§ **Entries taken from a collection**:
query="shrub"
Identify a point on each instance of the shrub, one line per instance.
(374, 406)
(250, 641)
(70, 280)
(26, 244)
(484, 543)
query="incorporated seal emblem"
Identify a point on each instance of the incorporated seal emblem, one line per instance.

§ **TASK PROMPT**:
Copy out exactly the lines between the line with "Identify a point on each instance of the shrub, one" and the last line of the entries, counting both of those lines.

§ **EXERCISE ANSWER**:
Identify a point on each instance of the shrub, one line per instance.
(374, 406)
(250, 641)
(70, 280)
(26, 244)
(484, 543)
query="incorporated seal emblem"
Identify a point on each instance of the incorporated seal emblem, one line per instance.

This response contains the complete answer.